Instructions to follow: Check each line of the listing for the string "microphone". Copy those where it appears.

Task inputs:
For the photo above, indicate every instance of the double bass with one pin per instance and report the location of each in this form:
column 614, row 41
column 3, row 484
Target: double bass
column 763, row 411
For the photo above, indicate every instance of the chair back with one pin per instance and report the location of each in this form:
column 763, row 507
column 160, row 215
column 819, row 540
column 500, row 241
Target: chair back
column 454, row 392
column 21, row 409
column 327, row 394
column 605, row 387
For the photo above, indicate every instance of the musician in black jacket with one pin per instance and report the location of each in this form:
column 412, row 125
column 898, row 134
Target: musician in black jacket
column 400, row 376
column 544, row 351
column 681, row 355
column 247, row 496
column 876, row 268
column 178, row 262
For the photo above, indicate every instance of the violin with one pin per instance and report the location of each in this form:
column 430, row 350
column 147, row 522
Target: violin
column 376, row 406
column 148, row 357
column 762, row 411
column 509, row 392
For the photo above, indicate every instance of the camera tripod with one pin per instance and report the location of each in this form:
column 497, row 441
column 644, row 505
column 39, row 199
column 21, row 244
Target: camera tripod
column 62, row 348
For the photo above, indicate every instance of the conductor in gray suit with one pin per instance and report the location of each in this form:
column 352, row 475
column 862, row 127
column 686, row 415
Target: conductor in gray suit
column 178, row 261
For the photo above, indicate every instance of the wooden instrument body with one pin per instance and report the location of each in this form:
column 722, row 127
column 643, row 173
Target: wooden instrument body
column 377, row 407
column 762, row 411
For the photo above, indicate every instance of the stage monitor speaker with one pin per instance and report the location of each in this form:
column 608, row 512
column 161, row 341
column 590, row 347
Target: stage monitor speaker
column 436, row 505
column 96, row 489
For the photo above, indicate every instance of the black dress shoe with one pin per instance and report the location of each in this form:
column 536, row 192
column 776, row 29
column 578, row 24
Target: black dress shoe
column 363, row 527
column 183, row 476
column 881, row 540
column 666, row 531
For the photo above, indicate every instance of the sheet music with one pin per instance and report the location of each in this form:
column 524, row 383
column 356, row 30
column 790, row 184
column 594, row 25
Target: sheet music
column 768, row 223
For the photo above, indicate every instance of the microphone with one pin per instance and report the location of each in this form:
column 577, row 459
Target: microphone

Result below:
For the photo above, indicate every instance of the microphone with one pin per instance and report the location of each in this form:
Target: microphone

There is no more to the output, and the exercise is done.